— Input records —
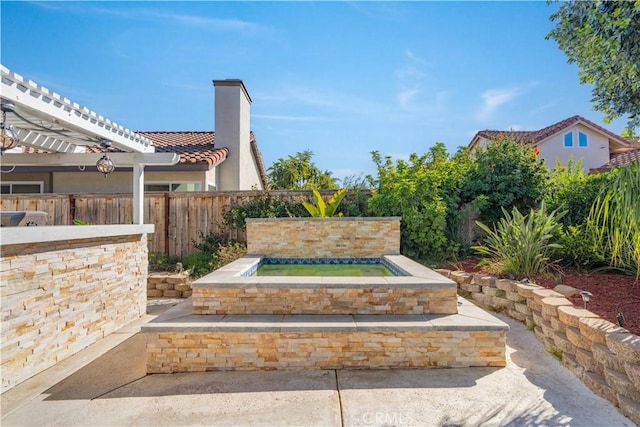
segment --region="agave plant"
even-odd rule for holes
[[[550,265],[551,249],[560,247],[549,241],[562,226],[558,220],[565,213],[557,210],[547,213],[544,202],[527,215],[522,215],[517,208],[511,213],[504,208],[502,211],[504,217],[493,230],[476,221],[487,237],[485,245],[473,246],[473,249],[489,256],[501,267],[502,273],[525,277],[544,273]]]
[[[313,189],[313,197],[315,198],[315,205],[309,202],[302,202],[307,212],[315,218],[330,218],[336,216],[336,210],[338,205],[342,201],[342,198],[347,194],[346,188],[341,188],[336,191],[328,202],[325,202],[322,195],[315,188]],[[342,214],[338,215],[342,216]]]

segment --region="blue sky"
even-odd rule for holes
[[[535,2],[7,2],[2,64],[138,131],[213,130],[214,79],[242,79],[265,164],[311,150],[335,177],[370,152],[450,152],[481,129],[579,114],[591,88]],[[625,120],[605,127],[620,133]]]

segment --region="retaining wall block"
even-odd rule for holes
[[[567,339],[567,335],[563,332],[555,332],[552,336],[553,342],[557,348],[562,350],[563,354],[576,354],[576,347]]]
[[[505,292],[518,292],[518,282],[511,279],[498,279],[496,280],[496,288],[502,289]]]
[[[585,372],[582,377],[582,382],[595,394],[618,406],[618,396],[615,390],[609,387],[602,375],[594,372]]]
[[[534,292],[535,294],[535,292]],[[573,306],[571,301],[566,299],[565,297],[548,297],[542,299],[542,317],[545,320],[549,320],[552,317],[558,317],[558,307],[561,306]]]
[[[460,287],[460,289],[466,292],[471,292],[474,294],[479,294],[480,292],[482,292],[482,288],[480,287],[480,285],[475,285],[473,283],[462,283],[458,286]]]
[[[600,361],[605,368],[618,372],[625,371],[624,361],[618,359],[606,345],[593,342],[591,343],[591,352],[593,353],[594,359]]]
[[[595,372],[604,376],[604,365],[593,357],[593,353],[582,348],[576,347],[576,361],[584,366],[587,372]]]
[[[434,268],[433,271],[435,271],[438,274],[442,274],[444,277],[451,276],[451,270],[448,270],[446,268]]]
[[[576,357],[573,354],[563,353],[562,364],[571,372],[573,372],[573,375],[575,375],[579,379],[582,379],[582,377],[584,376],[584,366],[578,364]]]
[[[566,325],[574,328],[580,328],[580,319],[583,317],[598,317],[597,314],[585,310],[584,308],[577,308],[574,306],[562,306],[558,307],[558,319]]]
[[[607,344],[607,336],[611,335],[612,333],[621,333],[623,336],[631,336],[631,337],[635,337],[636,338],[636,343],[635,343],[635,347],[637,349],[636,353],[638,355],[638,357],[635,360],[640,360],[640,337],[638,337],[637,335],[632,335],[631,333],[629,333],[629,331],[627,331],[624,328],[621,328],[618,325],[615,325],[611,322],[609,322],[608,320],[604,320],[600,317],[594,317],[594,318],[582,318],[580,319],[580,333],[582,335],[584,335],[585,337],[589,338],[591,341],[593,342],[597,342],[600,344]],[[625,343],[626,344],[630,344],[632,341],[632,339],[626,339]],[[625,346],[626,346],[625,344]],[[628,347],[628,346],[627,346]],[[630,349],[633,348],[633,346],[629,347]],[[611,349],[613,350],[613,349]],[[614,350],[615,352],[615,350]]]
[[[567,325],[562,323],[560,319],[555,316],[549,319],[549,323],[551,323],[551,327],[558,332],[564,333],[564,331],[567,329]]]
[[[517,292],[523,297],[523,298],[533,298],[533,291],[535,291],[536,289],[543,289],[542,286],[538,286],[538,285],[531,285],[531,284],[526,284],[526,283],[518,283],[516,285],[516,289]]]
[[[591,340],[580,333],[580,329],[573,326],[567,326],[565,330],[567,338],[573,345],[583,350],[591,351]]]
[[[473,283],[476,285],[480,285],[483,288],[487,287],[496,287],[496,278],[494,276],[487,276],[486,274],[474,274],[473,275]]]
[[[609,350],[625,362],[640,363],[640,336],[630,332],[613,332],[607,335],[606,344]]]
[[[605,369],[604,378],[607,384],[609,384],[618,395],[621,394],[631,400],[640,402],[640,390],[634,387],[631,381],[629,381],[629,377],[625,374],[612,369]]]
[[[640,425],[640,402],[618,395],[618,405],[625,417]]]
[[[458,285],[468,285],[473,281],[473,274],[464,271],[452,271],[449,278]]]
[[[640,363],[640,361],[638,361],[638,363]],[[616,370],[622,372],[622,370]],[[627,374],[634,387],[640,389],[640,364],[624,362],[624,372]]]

--

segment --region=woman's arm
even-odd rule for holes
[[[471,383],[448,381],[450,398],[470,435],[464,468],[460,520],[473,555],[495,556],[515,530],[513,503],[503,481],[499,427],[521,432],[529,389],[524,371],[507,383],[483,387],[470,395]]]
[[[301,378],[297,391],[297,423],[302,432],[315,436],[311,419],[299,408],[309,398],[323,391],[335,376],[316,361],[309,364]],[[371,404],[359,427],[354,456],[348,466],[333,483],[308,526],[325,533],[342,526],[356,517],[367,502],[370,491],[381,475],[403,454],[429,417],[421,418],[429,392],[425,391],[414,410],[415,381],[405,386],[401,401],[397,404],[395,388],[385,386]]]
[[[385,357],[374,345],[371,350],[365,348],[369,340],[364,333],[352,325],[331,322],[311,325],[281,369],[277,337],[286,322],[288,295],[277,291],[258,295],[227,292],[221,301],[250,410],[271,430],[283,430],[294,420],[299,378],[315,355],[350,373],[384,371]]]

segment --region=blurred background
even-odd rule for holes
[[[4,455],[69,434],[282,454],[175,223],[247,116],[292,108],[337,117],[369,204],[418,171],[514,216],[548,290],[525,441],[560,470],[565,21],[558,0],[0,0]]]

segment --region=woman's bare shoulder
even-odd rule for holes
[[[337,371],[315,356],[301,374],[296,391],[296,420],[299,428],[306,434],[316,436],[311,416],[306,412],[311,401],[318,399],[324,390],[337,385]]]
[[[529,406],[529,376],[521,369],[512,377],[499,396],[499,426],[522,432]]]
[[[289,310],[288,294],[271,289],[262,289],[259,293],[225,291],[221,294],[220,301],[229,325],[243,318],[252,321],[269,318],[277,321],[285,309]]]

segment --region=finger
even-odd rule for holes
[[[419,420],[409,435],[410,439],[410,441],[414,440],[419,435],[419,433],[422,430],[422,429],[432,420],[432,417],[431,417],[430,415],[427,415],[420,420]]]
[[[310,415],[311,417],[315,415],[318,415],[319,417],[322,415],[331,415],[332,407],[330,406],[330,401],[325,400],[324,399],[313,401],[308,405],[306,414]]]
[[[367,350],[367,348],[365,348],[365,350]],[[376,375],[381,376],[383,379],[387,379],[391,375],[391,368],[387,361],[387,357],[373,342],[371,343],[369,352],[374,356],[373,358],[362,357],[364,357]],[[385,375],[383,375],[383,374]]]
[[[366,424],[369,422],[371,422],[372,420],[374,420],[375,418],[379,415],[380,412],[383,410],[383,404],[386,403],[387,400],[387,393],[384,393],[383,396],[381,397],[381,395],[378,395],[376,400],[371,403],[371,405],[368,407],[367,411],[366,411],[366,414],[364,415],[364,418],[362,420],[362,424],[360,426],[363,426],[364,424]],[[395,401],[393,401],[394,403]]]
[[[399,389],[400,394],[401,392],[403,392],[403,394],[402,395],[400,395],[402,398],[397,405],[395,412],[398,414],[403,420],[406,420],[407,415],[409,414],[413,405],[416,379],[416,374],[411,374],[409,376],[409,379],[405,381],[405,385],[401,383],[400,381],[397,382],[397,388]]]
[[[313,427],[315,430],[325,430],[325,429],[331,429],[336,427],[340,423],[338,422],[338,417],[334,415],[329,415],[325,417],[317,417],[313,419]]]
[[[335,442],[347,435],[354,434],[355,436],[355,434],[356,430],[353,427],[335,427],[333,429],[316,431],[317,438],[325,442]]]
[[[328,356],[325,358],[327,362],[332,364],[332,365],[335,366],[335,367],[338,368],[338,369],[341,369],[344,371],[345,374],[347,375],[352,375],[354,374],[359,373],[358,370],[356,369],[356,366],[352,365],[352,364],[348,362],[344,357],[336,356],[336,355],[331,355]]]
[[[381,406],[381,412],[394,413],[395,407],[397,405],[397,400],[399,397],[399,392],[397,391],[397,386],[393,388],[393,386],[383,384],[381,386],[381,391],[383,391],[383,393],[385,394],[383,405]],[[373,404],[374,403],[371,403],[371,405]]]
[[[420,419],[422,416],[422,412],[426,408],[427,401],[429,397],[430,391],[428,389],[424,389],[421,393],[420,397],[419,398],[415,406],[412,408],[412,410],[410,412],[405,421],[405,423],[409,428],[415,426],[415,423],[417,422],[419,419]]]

— What is being asked —
Pull out every line of the items above that contains the word "segment", treating uppercase and lowercase as different.

— Solution to this problem —
segment --region="agave plant"
segment --region="blue sky"
segment --region="retaining wall block"
segment --region=woman's arm
segment --region=blurred background
segment --region=woman's bare shoulder
segment --region=finger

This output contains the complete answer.